Task → Please set out the lines below as a Markdown table, starting with the line that contains "like x=42, y=18." and going on through the line that contains "x=603, y=221". Put a running number in a column headed Number and the line itself in a column headed Text, skipping blank lines and leaving the pictures out.

Listing →
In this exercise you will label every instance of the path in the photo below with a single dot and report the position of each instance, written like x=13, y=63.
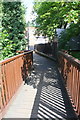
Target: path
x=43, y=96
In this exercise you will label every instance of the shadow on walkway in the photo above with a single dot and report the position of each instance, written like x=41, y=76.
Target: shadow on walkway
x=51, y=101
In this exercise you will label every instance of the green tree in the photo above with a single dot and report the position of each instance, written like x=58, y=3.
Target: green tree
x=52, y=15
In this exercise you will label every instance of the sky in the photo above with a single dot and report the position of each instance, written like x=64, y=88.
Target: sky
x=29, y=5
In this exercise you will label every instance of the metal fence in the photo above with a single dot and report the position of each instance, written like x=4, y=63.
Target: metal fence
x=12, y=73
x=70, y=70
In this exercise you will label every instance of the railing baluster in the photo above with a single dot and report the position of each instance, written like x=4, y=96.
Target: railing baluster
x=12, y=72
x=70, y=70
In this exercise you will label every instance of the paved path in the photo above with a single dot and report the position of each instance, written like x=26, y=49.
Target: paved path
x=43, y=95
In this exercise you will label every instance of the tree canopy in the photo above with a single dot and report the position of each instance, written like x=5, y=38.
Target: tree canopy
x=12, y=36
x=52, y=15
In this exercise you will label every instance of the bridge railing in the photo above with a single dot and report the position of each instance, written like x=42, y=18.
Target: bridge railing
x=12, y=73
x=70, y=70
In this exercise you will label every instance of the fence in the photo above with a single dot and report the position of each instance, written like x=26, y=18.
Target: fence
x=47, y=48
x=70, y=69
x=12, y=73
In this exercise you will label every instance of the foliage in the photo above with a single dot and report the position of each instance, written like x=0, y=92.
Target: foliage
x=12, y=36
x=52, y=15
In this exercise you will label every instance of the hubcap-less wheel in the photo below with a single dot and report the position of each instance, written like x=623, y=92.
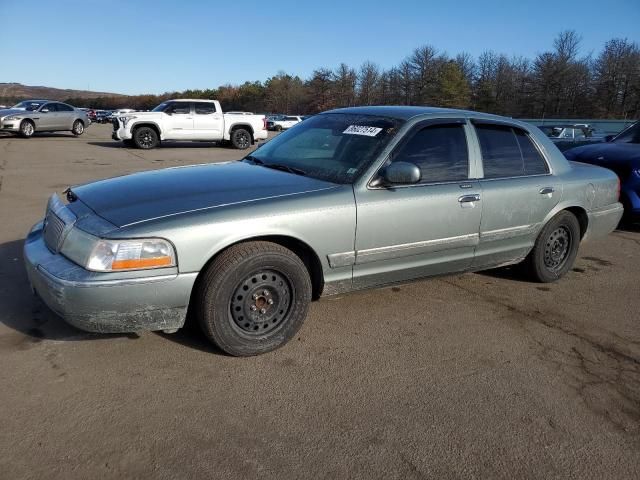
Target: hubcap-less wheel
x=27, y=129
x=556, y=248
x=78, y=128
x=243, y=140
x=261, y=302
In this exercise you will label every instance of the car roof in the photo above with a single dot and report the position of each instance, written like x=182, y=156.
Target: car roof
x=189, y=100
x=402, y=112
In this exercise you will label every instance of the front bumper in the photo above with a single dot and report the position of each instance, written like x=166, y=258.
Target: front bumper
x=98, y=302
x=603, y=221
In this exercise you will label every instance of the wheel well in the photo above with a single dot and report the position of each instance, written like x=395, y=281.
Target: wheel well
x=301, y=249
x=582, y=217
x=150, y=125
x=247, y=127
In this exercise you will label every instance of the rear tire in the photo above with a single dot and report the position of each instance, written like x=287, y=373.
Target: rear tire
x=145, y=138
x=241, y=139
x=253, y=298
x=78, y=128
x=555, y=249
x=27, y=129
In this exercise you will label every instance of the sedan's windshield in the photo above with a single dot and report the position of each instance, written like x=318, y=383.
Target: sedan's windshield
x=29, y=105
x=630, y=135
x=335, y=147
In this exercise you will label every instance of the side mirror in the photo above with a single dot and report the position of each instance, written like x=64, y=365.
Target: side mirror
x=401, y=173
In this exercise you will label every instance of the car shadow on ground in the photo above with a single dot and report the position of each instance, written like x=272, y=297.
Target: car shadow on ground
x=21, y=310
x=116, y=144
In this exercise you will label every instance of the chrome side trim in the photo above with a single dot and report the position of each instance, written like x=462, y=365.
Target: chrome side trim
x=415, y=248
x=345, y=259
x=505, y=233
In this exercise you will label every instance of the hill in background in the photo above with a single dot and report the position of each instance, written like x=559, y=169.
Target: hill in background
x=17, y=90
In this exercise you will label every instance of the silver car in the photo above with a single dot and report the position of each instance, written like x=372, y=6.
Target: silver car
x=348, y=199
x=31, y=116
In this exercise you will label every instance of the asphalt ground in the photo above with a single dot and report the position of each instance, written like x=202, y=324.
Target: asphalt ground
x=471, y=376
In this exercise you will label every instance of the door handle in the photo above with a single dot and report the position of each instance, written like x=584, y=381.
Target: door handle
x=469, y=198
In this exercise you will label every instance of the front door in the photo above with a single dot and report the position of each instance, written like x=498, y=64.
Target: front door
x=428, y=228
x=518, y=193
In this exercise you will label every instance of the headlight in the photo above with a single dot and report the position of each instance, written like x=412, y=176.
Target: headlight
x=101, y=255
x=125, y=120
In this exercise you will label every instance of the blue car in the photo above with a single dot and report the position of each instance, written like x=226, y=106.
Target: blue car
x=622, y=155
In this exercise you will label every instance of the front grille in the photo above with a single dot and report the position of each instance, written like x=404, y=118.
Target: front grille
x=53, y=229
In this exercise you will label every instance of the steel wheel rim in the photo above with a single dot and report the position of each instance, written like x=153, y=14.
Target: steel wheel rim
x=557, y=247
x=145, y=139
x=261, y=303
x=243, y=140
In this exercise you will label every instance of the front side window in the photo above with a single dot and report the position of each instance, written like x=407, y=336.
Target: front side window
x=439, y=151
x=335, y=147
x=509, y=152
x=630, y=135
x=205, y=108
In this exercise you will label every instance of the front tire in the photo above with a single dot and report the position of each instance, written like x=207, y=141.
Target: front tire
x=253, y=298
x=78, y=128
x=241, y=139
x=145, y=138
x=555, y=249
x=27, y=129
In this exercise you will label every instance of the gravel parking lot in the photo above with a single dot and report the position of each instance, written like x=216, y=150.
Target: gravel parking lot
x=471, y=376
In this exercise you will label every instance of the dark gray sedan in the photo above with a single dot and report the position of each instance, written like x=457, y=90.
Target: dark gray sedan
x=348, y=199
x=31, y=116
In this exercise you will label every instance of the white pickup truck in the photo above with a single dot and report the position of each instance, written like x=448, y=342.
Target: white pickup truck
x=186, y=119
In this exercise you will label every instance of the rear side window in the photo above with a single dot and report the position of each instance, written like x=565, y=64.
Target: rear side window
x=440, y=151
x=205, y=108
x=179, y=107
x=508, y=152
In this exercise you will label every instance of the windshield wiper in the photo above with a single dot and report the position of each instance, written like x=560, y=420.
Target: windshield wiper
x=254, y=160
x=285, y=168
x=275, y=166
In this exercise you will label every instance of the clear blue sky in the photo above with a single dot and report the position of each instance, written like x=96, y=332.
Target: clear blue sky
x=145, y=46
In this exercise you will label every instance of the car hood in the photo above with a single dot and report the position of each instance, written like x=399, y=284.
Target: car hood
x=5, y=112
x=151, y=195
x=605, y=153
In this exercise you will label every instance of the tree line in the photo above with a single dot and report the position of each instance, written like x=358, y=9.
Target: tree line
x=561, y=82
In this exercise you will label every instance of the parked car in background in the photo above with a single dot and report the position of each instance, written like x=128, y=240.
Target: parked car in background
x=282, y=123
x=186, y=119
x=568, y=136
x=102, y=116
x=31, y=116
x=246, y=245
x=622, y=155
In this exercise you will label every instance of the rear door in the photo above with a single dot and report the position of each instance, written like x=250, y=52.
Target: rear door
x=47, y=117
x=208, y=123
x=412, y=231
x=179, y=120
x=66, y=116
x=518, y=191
--
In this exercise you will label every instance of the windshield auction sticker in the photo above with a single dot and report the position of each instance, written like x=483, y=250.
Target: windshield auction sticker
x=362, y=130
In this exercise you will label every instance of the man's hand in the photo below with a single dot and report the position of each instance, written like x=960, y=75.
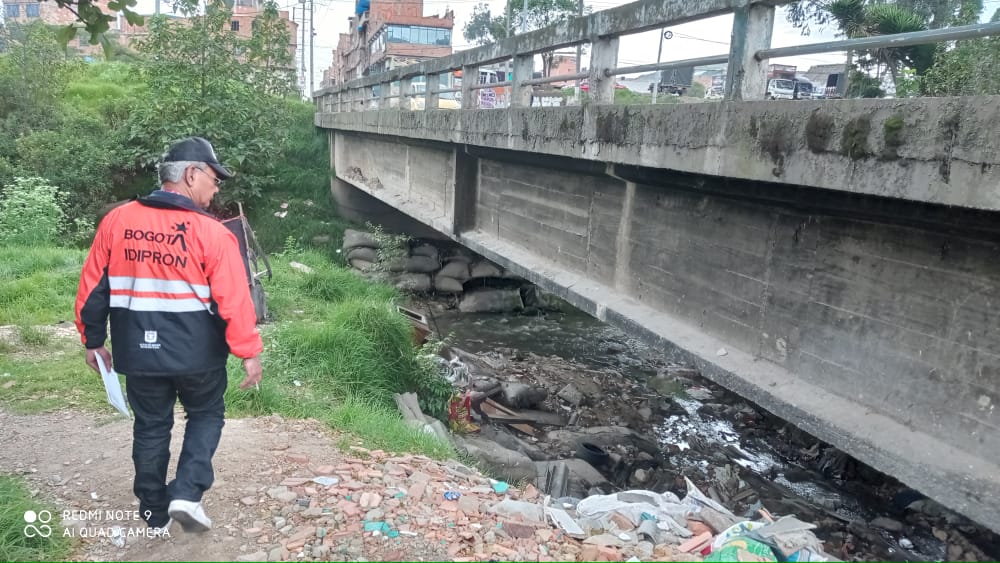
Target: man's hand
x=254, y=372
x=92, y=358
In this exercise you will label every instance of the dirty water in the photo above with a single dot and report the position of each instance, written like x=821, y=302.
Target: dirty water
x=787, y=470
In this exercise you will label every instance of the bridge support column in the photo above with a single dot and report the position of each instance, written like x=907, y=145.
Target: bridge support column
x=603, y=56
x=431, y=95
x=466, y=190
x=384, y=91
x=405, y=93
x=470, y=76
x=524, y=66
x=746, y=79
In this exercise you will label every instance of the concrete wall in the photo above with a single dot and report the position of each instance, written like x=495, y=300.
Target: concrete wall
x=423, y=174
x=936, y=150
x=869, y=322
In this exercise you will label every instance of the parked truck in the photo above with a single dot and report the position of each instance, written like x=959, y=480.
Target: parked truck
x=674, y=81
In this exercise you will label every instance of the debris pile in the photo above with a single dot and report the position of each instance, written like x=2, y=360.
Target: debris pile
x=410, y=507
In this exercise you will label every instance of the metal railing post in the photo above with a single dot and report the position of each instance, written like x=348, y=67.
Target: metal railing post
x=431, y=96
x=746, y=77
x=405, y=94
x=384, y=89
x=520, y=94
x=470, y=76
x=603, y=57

Written response →
| Number | Text |
|---|---|
| 1 | In this exercise you will label every instance of the bridge railing in the photo above with a single dot and report the position of each instance, written like x=42, y=18. |
| 2 | Target: bridge railing |
| 3 | x=12, y=73 |
| 4 | x=70, y=70 |
| 5 | In this exercise you will label every instance of the fence in the photo above with a single dot and report the position of each instance, written like x=26, y=18. |
| 6 | Target: fence |
| 7 | x=47, y=48 |
| 8 | x=70, y=69 |
| 9 | x=12, y=73 |
| 10 | In this exercise you will label every instance of the foliage in the photo above with a single dot and report the position of each instance, written like x=0, y=92. |
| 11 | Target: foliage |
| 12 | x=12, y=36 |
| 13 | x=52, y=15 |
| 14 | In this exercise you will label every instance of the hubcap-less wheel in the photo below with a single dot and report the position of each instance, written like x=623, y=92. |
| 15 | Target: hubcap-less wheel |
| 16 | x=27, y=129 |
| 17 | x=556, y=248 |
| 18 | x=78, y=128 |
| 19 | x=243, y=140 |
| 20 | x=261, y=302 |
| 21 | In this exercise you will label every instance of the car roof in the photo above with a single dot and report the position of each instance, written like x=182, y=156. |
| 22 | Target: car roof |
| 23 | x=189, y=100 |
| 24 | x=402, y=112 |
| 25 | In this exercise you will label every instance of the front bumper in the photo above with a single dot and report the position of each instance, written like x=166, y=258. |
| 26 | Target: front bumper |
| 27 | x=98, y=302 |
| 28 | x=603, y=221 |